Segment Start: Extracted entries
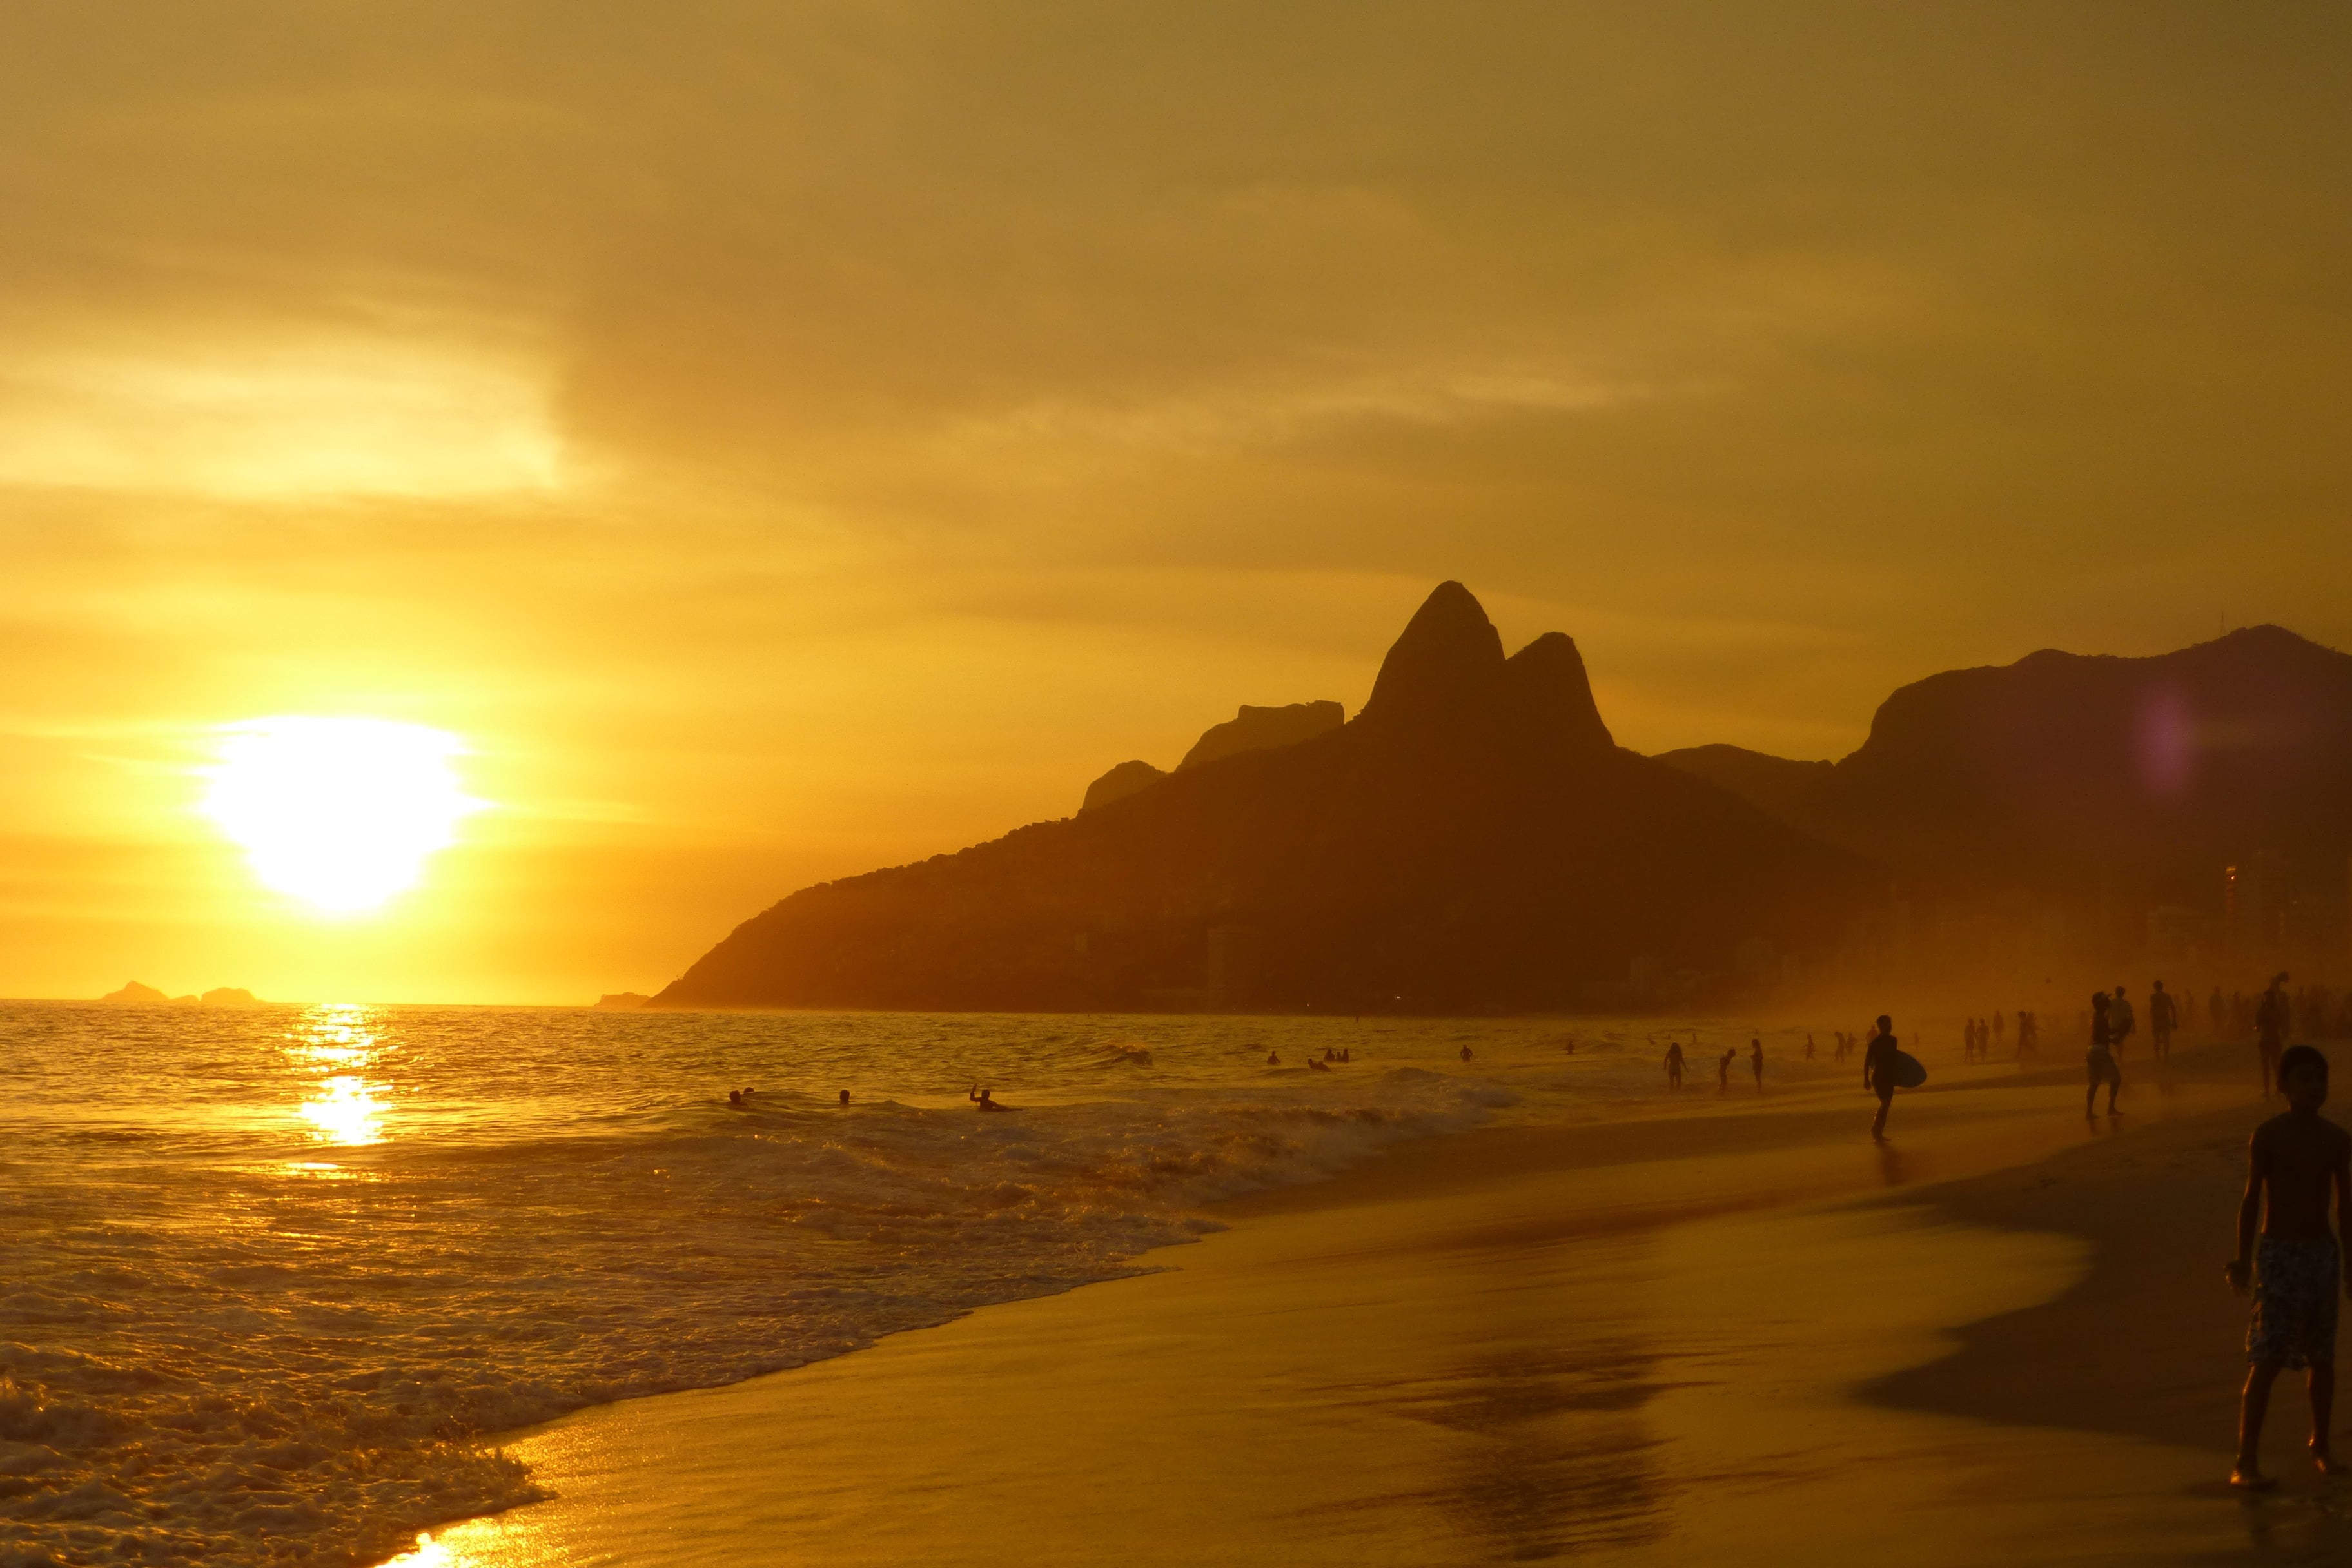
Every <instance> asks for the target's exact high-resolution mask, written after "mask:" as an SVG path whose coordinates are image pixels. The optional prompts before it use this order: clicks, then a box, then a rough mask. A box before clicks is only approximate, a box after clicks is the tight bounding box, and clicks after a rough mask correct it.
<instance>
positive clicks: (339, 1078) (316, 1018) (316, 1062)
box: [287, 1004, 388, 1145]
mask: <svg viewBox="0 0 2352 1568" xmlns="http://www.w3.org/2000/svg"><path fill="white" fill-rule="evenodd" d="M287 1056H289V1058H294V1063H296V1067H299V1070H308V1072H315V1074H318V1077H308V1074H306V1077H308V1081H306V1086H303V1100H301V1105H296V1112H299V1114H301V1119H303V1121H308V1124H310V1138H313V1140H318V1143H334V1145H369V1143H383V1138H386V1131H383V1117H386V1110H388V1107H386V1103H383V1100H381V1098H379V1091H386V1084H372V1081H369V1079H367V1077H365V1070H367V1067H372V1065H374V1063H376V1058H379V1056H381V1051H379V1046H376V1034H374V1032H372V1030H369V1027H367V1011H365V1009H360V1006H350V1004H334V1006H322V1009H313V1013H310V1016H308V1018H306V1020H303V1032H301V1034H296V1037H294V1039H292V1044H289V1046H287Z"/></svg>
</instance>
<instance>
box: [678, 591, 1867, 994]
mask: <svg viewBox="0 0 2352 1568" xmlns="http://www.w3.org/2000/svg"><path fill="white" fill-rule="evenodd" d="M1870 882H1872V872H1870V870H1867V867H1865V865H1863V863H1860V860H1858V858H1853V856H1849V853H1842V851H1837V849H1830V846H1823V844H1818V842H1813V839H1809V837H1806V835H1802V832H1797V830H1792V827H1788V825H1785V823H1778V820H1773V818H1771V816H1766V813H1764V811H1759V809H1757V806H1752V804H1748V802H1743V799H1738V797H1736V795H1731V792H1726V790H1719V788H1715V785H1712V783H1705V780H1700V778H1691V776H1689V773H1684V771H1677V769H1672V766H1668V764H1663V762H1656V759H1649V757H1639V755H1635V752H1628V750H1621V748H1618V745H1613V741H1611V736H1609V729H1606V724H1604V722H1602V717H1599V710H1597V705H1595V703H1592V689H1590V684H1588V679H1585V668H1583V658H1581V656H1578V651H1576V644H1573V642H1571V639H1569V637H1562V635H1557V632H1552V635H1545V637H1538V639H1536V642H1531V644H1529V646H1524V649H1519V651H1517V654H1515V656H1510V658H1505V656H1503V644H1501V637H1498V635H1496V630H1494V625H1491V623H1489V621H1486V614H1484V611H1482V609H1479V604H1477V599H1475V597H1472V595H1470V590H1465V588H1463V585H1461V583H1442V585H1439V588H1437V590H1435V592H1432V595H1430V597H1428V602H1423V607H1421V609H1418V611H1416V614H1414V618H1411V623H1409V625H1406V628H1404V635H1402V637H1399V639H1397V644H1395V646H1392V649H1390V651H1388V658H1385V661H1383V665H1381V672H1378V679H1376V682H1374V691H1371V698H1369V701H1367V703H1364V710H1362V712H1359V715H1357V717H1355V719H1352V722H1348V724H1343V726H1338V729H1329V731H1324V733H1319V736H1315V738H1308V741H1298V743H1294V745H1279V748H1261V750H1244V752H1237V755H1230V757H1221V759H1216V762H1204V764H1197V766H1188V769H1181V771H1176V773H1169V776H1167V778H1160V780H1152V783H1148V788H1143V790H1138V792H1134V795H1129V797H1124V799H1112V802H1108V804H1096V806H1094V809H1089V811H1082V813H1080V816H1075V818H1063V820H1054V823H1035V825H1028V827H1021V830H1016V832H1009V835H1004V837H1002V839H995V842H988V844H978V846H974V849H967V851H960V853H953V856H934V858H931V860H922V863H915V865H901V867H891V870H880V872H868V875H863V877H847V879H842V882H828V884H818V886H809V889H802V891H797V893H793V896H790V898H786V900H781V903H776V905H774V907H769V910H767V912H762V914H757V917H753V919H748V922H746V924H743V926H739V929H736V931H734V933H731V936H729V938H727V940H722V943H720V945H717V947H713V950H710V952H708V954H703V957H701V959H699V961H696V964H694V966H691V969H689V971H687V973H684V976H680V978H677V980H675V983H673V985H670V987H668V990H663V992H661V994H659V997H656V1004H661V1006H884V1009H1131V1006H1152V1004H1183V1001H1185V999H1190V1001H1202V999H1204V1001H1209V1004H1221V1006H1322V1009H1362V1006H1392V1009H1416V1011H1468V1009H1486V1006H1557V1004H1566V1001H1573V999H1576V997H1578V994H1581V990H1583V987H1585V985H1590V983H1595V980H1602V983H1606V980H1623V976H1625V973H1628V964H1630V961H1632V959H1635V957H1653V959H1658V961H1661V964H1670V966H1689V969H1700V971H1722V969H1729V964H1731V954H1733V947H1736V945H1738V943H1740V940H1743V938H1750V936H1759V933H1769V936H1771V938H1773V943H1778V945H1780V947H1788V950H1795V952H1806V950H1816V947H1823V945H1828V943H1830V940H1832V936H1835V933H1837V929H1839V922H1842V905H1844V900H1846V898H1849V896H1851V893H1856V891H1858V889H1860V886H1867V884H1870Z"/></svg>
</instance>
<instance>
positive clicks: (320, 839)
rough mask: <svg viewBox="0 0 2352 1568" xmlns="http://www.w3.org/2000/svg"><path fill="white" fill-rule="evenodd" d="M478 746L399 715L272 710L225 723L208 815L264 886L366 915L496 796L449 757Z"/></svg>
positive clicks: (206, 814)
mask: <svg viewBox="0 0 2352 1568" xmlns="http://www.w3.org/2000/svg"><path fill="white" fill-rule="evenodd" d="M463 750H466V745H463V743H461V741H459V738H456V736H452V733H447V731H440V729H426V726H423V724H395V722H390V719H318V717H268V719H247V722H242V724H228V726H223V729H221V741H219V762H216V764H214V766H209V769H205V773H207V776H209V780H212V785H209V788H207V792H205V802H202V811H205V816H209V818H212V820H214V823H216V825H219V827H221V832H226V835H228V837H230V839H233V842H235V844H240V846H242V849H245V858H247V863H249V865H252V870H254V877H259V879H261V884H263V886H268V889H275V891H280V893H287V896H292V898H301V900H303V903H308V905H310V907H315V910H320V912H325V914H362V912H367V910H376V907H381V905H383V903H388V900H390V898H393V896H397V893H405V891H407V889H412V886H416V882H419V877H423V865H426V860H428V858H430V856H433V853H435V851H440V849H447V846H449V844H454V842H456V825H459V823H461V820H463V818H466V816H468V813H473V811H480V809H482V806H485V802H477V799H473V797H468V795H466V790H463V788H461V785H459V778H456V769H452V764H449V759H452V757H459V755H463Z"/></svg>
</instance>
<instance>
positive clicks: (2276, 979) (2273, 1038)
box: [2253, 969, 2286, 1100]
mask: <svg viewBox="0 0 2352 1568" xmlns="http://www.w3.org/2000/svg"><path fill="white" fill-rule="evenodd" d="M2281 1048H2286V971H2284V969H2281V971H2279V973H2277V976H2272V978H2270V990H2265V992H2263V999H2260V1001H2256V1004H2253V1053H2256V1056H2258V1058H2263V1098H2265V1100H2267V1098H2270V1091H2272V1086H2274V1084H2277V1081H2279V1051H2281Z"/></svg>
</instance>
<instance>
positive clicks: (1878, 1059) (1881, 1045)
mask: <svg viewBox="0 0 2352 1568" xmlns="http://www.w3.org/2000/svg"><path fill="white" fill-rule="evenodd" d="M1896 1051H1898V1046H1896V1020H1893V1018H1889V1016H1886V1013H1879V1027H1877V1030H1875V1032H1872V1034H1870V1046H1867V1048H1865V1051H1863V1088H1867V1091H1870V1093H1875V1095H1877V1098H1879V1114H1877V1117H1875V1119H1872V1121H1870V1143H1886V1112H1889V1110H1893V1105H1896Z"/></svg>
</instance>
Segment End: Extracted entries
What you should do — In the rows above, switch "positive clicks" to "foreground clicks" everywhere it appears and write the rows out again with everything else unchanged. Leave the pictures out.

Solution for this task —
Every <instance> asks for the target's exact high-resolution mask, written after "mask:" as an SVG path whose coordinates are image pixels. The optional prompts before it use this order: clicks, then a box, then a rough mask. A box before clicks is only approximate, a box after clicks is the tight bounding box, and clicks after a rough mask correct it.
<instance>
foreground clicks: (339, 1078) (316, 1018) (316, 1062)
box: [287, 1004, 388, 1145]
mask: <svg viewBox="0 0 2352 1568" xmlns="http://www.w3.org/2000/svg"><path fill="white" fill-rule="evenodd" d="M287 1056H289V1058H294V1063H296V1067H299V1070H308V1072H315V1074H318V1077H308V1074H306V1077H308V1081H306V1086H303V1100H301V1105H296V1112H299V1114H301V1119H303V1121H308V1124H310V1138H313V1140H318V1143H334V1145H369V1143H383V1138H386V1131H383V1117H386V1110H388V1107H386V1103H383V1100H381V1098H379V1091H386V1084H372V1081H369V1079H367V1077H365V1070H367V1067H372V1065H374V1063H376V1058H379V1056H381V1051H379V1046H376V1034H374V1032H372V1030H369V1027H367V1011H365V1009H360V1006H350V1004H334V1006H322V1009H313V1013H310V1016H308V1018H306V1020H303V1032H301V1034H296V1037H294V1039H292V1044H289V1046H287Z"/></svg>
</instance>
<instance>
box: [678, 591, 1867, 994]
mask: <svg viewBox="0 0 2352 1568" xmlns="http://www.w3.org/2000/svg"><path fill="white" fill-rule="evenodd" d="M1870 882H1872V872H1870V870H1867V867H1865V865H1863V863H1860V860H1858V858H1853V856H1849V853H1842V851H1837V849H1830V846H1823V844H1818V842H1813V839H1809V837H1806V835H1802V832H1797V830H1792V827H1788V825H1785V823H1778V820H1773V818H1771V816H1766V813H1764V811H1759V809H1757V806H1752V804H1748V802H1743V799H1738V797H1736V795H1731V792H1726V790H1719V788H1715V785H1712V783H1705V780H1700V778H1691V776H1689V773H1684V771H1677V769H1672V766H1668V764H1663V762H1656V759H1649V757H1639V755H1635V752H1628V750H1621V748H1618V745H1613V741H1611V736H1609V729H1606V724H1604V722H1602V717H1599V710H1597V705H1595V703H1592V689H1590V684H1588V679H1585V668H1583V658H1581V656H1578V651H1576V644H1573V642H1571V639H1569V637H1562V635H1557V632H1552V635H1545V637H1538V639H1536V642H1531V644H1529V646H1524V649H1519V651H1517V654H1515V656H1510V658H1505V656H1503V644H1501V637H1498V635H1496V630H1494V625H1491V623H1489V621H1486V614H1484V611H1482V609H1479V604H1477V599H1475V597H1472V595H1470V590H1465V588H1463V585H1461V583H1442V585H1439V588H1437V590H1435V592H1432V595H1430V597H1428V602H1423V607H1421V609H1418V611H1416V614H1414V618H1411V623H1409V625H1406V628H1404V635H1402V637H1399V639H1397V644H1395V646H1392V649H1390V651H1388V658H1385V661H1383V665H1381V672H1378V679H1376V682H1374V691H1371V698H1369V701H1367V703H1364V710H1362V712H1359V715H1357V717H1355V719H1352V722H1348V724H1343V726H1338V729H1329V731H1324V733H1319V736H1315V738H1308V741H1298V743H1294V745H1279V748H1261V750H1244V752H1237V755H1230V757H1221V759H1216V762H1204V764H1197V766H1188V769H1181V771H1176V773H1169V776H1167V778H1160V780H1152V783H1148V788H1143V790H1138V792H1134V795H1129V797H1124V799H1112V802H1108V804H1096V806H1094V809H1089V811H1082V813H1080V816H1075V818H1063V820H1054V823H1035V825H1028V827H1021V830H1016V832H1009V835H1004V837H1002V839H995V842H988V844H978V846H974V849H967V851H960V853H953V856H934V858H931V860H922V863H915V865H901V867H891V870H880V872H868V875H863V877H847V879H842V882H828V884H818V886H809V889H802V891H797V893H793V896H790V898H786V900H781V903H776V905H774V907H769V910H767V912H762V914H757V917H753V919H748V922H746V924H743V926H739V929H736V931H734V933H731V936H729V938H727V940H722V943H720V945H717V947H713V950H710V952H708V954H703V957H701V959H699V961H696V964H694V966H691V969H689V971H687V973H684V976H680V978H677V980H675V983H673V985H670V987H668V990H663V992H661V994H659V997H656V1004H661V1006H884V1009H1131V1006H1152V1004H1183V1001H1185V999H1190V1001H1202V999H1204V1001H1209V1004H1221V1006H1322V1009H1362V1006H1392V1009H1416V1011H1468V1009H1486V1006H1557V1004H1566V1001H1573V999H1576V997H1578V994H1581V990H1583V987H1585V985H1590V983H1595V980H1602V983H1606V980H1623V976H1625V973H1628V964H1630V961H1632V959H1635V957H1653V959H1658V961H1661V964H1670V966H1689V969H1700V971H1722V969H1729V964H1731V954H1733V947H1736V945H1738V943H1740V940H1743V938H1750V936H1759V933H1769V936H1771V938H1773V943H1778V945H1780V947H1788V950H1795V952H1806V950H1816V947H1823V945H1828V943H1830V940H1832V936H1835V933H1837V929H1839V922H1842V905H1844V900H1846V898H1849V896H1851V893H1856V891H1858V889H1860V886H1867V884H1870Z"/></svg>
</instance>
<instance>
foreground clicks: (320, 839)
rough mask: <svg viewBox="0 0 2352 1568" xmlns="http://www.w3.org/2000/svg"><path fill="white" fill-rule="evenodd" d="M478 746L399 715L272 710L225 723L208 815L264 886L366 915L496 796L449 757Z"/></svg>
foreground clicks: (206, 814)
mask: <svg viewBox="0 0 2352 1568" xmlns="http://www.w3.org/2000/svg"><path fill="white" fill-rule="evenodd" d="M463 750H466V745H463V743H461V741H459V738H456V736H452V733H447V731H440V729H426V726H423V724H395V722H390V719H318V717H268V719H247V722H242V724H228V726H223V729H221V741H219V762H216V764H214V766H209V769H205V773H207V776H209V780H212V785H209V788H207V792H205V802H202V811H205V816H209V818H212V820H214V823H216V825H219V827H221V832H226V835H228V837H230V839H233V842H235V844H240V846H242V849H245V858H247V863H249V865H252V870H254V877H259V879H261V884H263V886H268V889H275V891H280V893H287V896H292V898H301V900H303V903H308V905H310V907H315V910H320V912H325V914H362V912H367V910H376V907H381V905H383V903H388V900H390V898H393V896H397V893H405V891H407V889H412V886H416V882H419V877H423V865H426V860H428V858H430V856H433V853H435V851H440V849H447V846H449V844H454V842H456V825H459V823H461V820H463V818H466V816H468V813H473V811H480V809H482V806H485V802H477V799H473V797H468V795H466V790H463V788H461V785H459V778H456V769H452V764H449V759H452V757H459V755H463Z"/></svg>
</instance>
<instance>
foreground clicks: (2276, 979) (2273, 1038)
box: [2253, 969, 2286, 1100]
mask: <svg viewBox="0 0 2352 1568" xmlns="http://www.w3.org/2000/svg"><path fill="white" fill-rule="evenodd" d="M2281 1048H2286V971H2284V969H2281V971H2279V973H2277V976H2272V978H2270V990H2265V992H2263V999H2260V1001H2256V1004H2253V1053H2256V1056H2258V1058H2263V1098H2265V1100H2267V1098H2270V1091H2272V1086H2274V1084H2277V1081H2279V1051H2281Z"/></svg>
</instance>
<instance>
foreground clicks: (1878, 1059) (1881, 1045)
mask: <svg viewBox="0 0 2352 1568" xmlns="http://www.w3.org/2000/svg"><path fill="white" fill-rule="evenodd" d="M1896 1051H1898V1046H1896V1020H1893V1018H1889V1016H1886V1013H1879V1027H1877V1030H1875V1032H1872V1034H1870V1046H1867V1048H1865V1051H1863V1088H1867V1091H1870V1093H1875V1095H1877V1098H1879V1114H1877V1117H1875V1119H1872V1121H1870V1143H1886V1112H1889V1110H1893V1105H1896Z"/></svg>
</instance>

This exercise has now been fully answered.